**SOURCE EXTRACT:**
══════════════════════════════

Describing is a surface-level exercise. It consists of writing instructions in plain language and running a single test against a sympathetic input. If the first output looks roughly correct, the team marks the skill as complete and moves to the next task. This approach assumes the initial success is a representative sample of future performance. It rarely is.
Building requires a different discipline. It involves running the skill against inputs that vary the way real inputs do: shifting volumes, missing fields, unpredictable edge cases. The team watches for where the output drifts. They treat Claude as a collaborator, asking for the specific ambiguities in the instructions that led to the failure. They continue the loop until the skill produces a consistent output shape across the expected distribution. The work is co-developing the logic with Claude, not writing a spec at it.
The gap between these two approaches is where most early skill efforts stall. A described skill works on the specific input it was tested against. A built skill survives the variation that comes next.
The four moves of co-development
The work of closing the gap between describing and building is concrete. It requires four architectural moves that ensure a skill holds up under varied inputs.
Shaping the input. Skills don't run on raw user requests; they run on the specific triggers delivered to Claude. A skill written for a clean, idealized input won't survive messy ones. The team has to account for the variation the trigger will carry before the first instruction is written.
Testing as distribution. Testing in this context isn't a unit-test exercise. It involves running the skill against a range of real inputs and watching where the output holds and where it degrades. Teams that skip this step are inevitably surprised when a skill that performed during a demo falters on the first legitimate edge case.

══════════════════════════════

**EXCERPTED RECORDS:**
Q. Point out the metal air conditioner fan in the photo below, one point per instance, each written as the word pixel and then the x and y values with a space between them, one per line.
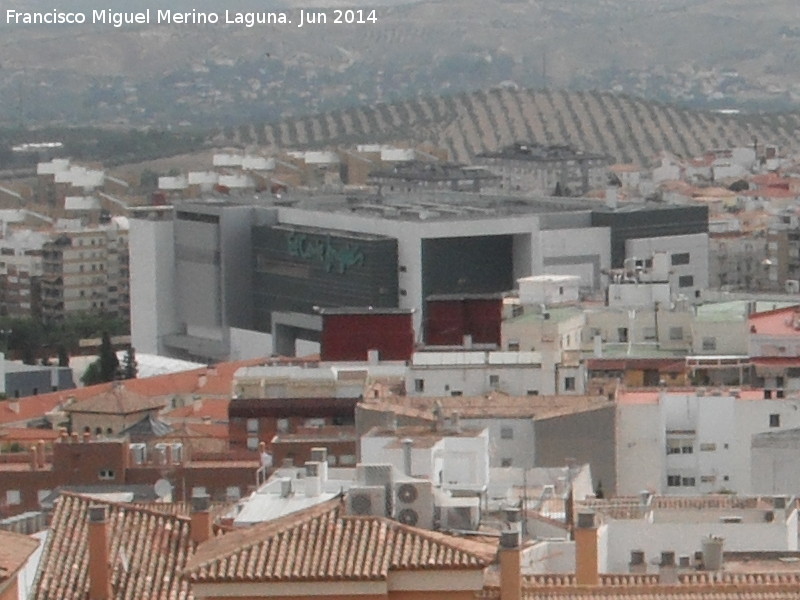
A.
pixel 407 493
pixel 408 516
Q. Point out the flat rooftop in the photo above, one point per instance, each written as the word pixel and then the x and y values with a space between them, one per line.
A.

══════════════════════════════

**QUESTIONS TO ANSWER:**
(a) Reproduce the passage on describing versus building skills, starting with "Describing is a" and going on through "It rarely is.", but swap "sympathetic" for "friendly".
(b) Carry on the passage about the four moves of co-development past its final sentence.

**RESPONSES:**
(a)
Describing is a surface-level exercise. It consists of writing instructions in plain language and running a single test against a friendly input. If the first output looks roughly correct, the team marks the skill as complete and moves to the next task. This approach assumes the initial success is a representative sample of future performance. It rarely is.

(b)
Probing for failure points. In the context of a skill, edge cases aren't bugs; they're the shape of the workflow itself. The team has to stress-test the logic by feeding Claude missing fields, conflicting instructions, and ambiguous references. Probing surfaces the limits of the workflow, which the team then either codifies into instructions or accepts as a known constraint.
Defining the artifact. A skill is only as useful as the team's ability to describe the specific object they want Claude to produce. If the requirement specifies a three-paragraph structure that opens with a decision and ends with an open question, the skill produces an asset that can be used without manual rewriting. The output specification is what transforms a generator into something the team can rely on.
The common objection is that this is prompt engineering with a heavier wrapper. It isn't. Prompts encode an ask; skills encode a workflow and an artifact. Specification is the work that simple prompts allowed teams to skip. Skills make this work visible because, without it, they don't survive.
Where this leaves the team
A skill is a contract between the team and Claude about how a piece of work gets done and what it produces. The team that writes the contract well gains a workflow that runs reliably across the range of inputs they care about. The team that writes the contract poorly gets a generator that surprises them on the second run.
The architecting work is rarely visible until it's been ignored. The first sign of a skill that wasn't co-developed is a growing reluctance to send real work through it. The team keeps using the chat for the cases that matter and reserves the skill for scenarios where imprecise output is acceptable. The skill works in the narrow zone the team trusts and gathers dust everywhere else.
What's still hard is that most teams haven't built the muscle for describing workflows or specifying artifacts. The skill feature surfaces the gap; it doesn't close it. The teams that extract value from skills are the ones that treat the skill as the artifact of a sustained engagement with Claude, not the answer to one. The teams that don't are still trying to use a workflow tool with prompt-shaped habits. They find that the tool isn't the bottleneck.